◆ Dataset excerpts:

================

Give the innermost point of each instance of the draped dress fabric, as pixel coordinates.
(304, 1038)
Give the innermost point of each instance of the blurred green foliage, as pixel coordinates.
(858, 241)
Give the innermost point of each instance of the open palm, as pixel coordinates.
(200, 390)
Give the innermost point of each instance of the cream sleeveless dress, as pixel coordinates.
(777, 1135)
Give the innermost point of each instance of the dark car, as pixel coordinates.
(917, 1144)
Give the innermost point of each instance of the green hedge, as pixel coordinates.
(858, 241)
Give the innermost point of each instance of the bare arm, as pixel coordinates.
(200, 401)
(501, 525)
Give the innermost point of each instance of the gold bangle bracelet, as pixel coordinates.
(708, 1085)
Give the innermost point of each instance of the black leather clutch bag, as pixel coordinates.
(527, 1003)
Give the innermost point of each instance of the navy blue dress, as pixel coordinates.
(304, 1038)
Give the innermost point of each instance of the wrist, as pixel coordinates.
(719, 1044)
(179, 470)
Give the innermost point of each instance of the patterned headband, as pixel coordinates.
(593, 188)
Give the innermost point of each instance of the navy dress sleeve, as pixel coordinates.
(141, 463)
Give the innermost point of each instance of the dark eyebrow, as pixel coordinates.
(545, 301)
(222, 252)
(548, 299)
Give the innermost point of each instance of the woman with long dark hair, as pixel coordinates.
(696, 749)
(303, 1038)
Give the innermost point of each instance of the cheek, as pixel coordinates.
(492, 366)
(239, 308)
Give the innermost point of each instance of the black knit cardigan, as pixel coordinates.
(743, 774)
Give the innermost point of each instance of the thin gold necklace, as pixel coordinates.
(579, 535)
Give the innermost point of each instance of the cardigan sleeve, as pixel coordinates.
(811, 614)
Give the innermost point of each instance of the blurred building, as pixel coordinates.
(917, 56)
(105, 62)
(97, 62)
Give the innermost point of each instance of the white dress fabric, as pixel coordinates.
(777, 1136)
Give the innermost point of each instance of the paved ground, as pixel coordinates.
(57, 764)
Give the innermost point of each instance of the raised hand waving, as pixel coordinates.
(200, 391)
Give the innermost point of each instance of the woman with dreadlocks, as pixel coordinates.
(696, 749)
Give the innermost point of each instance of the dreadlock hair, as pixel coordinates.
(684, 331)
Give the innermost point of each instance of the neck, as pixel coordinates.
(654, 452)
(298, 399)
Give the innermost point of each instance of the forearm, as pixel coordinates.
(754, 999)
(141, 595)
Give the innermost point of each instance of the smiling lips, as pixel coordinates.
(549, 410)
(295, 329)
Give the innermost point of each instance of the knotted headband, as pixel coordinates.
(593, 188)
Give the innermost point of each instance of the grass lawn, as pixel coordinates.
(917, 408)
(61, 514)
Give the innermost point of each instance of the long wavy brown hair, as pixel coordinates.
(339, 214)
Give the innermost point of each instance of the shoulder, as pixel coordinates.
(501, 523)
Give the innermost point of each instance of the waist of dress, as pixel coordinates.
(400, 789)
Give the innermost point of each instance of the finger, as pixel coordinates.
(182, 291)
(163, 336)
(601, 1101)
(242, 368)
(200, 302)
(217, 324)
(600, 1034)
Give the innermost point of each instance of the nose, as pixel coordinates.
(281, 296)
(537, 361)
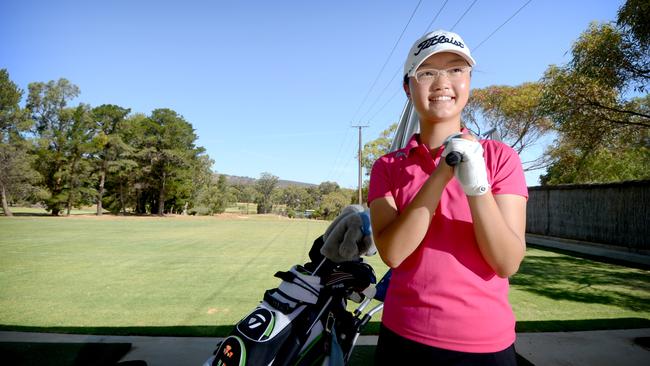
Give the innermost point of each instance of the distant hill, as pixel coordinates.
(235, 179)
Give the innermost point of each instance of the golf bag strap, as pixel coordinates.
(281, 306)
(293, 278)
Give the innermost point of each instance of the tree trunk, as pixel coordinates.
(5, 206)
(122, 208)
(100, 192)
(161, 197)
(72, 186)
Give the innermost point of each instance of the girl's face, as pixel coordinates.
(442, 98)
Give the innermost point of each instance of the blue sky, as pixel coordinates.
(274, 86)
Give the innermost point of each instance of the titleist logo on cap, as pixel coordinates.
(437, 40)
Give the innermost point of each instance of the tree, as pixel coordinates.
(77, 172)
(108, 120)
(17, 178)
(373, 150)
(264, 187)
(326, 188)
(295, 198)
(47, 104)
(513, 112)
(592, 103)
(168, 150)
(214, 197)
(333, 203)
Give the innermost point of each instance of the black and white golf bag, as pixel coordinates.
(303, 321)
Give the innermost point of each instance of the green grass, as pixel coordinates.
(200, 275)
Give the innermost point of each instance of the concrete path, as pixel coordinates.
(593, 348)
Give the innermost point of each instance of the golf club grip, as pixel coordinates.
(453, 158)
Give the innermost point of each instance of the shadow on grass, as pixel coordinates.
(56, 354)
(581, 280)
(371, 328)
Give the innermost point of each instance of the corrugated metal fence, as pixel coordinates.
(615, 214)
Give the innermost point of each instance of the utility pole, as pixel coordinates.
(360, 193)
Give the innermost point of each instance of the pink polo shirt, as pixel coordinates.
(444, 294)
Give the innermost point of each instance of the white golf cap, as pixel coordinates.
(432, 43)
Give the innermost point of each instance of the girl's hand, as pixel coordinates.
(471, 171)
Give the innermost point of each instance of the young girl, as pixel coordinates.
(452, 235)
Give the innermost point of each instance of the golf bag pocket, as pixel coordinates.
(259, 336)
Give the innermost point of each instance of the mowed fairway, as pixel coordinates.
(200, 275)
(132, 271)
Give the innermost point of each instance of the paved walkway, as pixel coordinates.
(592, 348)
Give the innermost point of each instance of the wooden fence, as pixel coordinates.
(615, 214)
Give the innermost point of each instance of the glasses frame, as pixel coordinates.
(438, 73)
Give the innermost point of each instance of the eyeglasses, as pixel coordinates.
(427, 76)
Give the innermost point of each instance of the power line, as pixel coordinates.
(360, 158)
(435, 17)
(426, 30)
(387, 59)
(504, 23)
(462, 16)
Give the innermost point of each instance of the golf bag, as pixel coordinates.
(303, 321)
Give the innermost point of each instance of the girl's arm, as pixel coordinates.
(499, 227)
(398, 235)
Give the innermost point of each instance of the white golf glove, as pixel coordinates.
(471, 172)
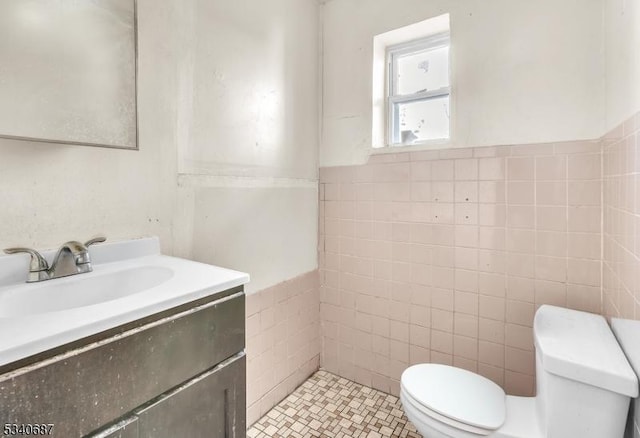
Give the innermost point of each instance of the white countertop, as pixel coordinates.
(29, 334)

================

◆ Exercise objective:
Return the complete material exactly as given, excluding images.

◆ Completed task:
Give the innermost point of each instance of the draped dress fabric, as pixel coordinates.
(304, 1038)
Give the innermost point of each instance of the blurred green foliage, as pixel coordinates.
(858, 241)
Give the innermost point of each instance of the open palm, as pixel coordinates.
(200, 390)
Give the innermost point of each instance of the cream sleeveless dress, as pixel coordinates.
(777, 1135)
Give the innermost point of each instance of the dark car, as pixel coordinates.
(917, 1144)
Give the innermost point of each instance of the green hedge, as pixel coordinates.
(858, 241)
Give the innermost point of each instance of the bare arm, as pixel coordinates.
(200, 401)
(501, 525)
Give the innermost point of each instance of the gold bangle bracelet, as pixel coordinates.
(708, 1085)
Give the innermost point of each instance of the black leather clutch bag, as pixel coordinates.
(527, 1003)
Give the innermost point of each instance of the navy blue dress, as pixel coordinates.
(304, 1038)
Give the innermost point of each instance of the wrist, as pixel coordinates.
(719, 1044)
(179, 470)
Give the innermost point of each instance of the patterned headband, as pixel coordinates.
(593, 188)
Give the innermost point of each instance of the navy dress sleeve, as pixel coordinates.
(141, 463)
Give the innermost point of each instance of the dark eyebrow, as pixel coordinates.
(545, 301)
(222, 252)
(548, 299)
Give the innermost point of each instance of the woman with long dark hair, as pixel coordinates.
(696, 749)
(303, 1038)
Give the innermost point of each instance of the cheek, as pixel coordinates.
(492, 366)
(239, 308)
Give the innermost point of each instance of the black knit cardigan, as pixel coordinates.
(743, 774)
Give the innermost point of each instance of the thin gold necklace, as pixel coordinates.
(579, 535)
Give the innermost point of each instance of the cardigan sleeve, as pixel coordinates.
(811, 614)
Give the innermost point of each instance of the blurred building, as pixel coordinates.
(917, 56)
(105, 62)
(97, 62)
Give the innermost point of each instance of the white dress fabric, as pixel coordinates.
(777, 1136)
Give the innermost point of each instance of the paved ground, as pixel coordinates.
(57, 764)
Give the innermost point of each instance of the raised hand waving, as pixel coordinates.
(200, 391)
Give the innermost point of each instance of the woman with dreadlocks, as pixel coordinates.
(696, 749)
Give the innermost point of each instance of the dreadlock hair, as pixel coordinates.
(684, 331)
Give the innermost point of each instance of the neck, as pixel coordinates.
(654, 452)
(298, 399)
Give the innermost point of each instance of the forearm, as pixel coordinates.
(754, 999)
(141, 595)
Give the innermost point of each instance of the smiling lips, as pixel coordinates.
(549, 410)
(295, 329)
Give the innermost point of each instance of the knotted headband, as pixel coordinates.
(593, 188)
Give the innermost point of each instance of the grass lawn, as pixel coordinates.
(917, 408)
(61, 514)
Give the innermost point of each instance of the long wavy brown hair, as pixel coordinates.
(339, 214)
Give the innermost point of each instance of the shoulder, as pixel coordinates.
(501, 523)
Give the innermost point of each instance of the waist of dress, as pixel coordinates.
(400, 789)
Give the innermost point of each instance of the finger, as pixel coordinates.
(182, 291)
(163, 336)
(601, 1101)
(242, 368)
(200, 302)
(217, 324)
(600, 1034)
Give the innermost point of each instance of the nose, as pixel coordinates.
(281, 296)
(537, 361)
Give the innermost point of each instance of the distant hill, as pixel coordinates.
(235, 179)
Give the innermost point of each instance of the golf bag strap, as pixel coordinates.
(281, 306)
(293, 278)
Give the innermost point of each instance of the tree trunk, as pixel coordinates.
(5, 206)
(122, 208)
(100, 192)
(161, 197)
(72, 186)
Give the innermost point of each instance of the girl's face, as pixel coordinates.
(442, 98)
Give the innermost point of each instance of the blue sky, as pixel coordinates.
(274, 86)
Give the innermost point of each instance of the titleist logo on cap, as pixel coordinates.
(437, 40)
Give the innermost point of each instance of the tree, as pixel coordinates.
(77, 172)
(108, 120)
(17, 178)
(373, 150)
(264, 187)
(326, 188)
(295, 198)
(47, 104)
(513, 112)
(592, 103)
(168, 150)
(214, 197)
(333, 203)
Give the innermost point of each instance of the black and white golf bag, as pixel coordinates.
(303, 321)
Give the innermost point of each instance of the green grass, as pixel coordinates.
(200, 275)
Give the innermost point of each instance of the concrete path, as pixel coordinates.
(593, 348)
Give the innermost point of each instance of the golf club grip, as pixel coordinates.
(453, 158)
Give the innermost point of each instance of the shadow on grass, as pixel coordinates.
(56, 354)
(581, 280)
(371, 328)
Give the innermost point of each instance of the corrugated metal fence, as pixel coordinates.
(615, 214)
Give the innermost point of each instance of the utility pole, as pixel coordinates.
(360, 193)
Give the innermost point of each instance of the pink polo shirt, as pixel coordinates.
(444, 294)
Give the innermost point of each instance of the white golf cap, as pixel coordinates.
(432, 43)
Give the innermost point of each instance of the girl's hand, as pixel coordinates.
(471, 171)
Give the innermost point of each instance of the young girl, as pixel coordinates.
(452, 235)
Give the innermost point of each instance of the golf bag pocket, as pixel coordinates.
(259, 336)
Give the innermost point of each instance of the mowed fairway, as pixel coordinates.
(200, 275)
(132, 271)
Give the innermost point of each instance of the paved walkway, as pixel coordinates.
(592, 348)
Give the innermost point of each instance of the wooden fence, as pixel coordinates.
(615, 214)
Give the innermost point of each instance of the glasses frame, as pixel coordinates.
(438, 73)
Give the innermost point of each instance of the eyeglasses, as pixel coordinates.
(427, 76)
Give the innermost point of each instance of the power line, as pixel coordinates.
(360, 158)
(435, 17)
(426, 30)
(387, 59)
(504, 23)
(462, 16)
Give the innermost point of each instance of the golf bag, as pixel coordinates.
(303, 321)
Give the innermost point of each instance of the girl's arm, as pixel coordinates.
(499, 227)
(398, 235)
Give the innermost point of each instance of the white golf glove, as pixel coordinates.
(471, 172)
Give the innermost point of each instance of the white countertop, as pixel coordinates.
(29, 334)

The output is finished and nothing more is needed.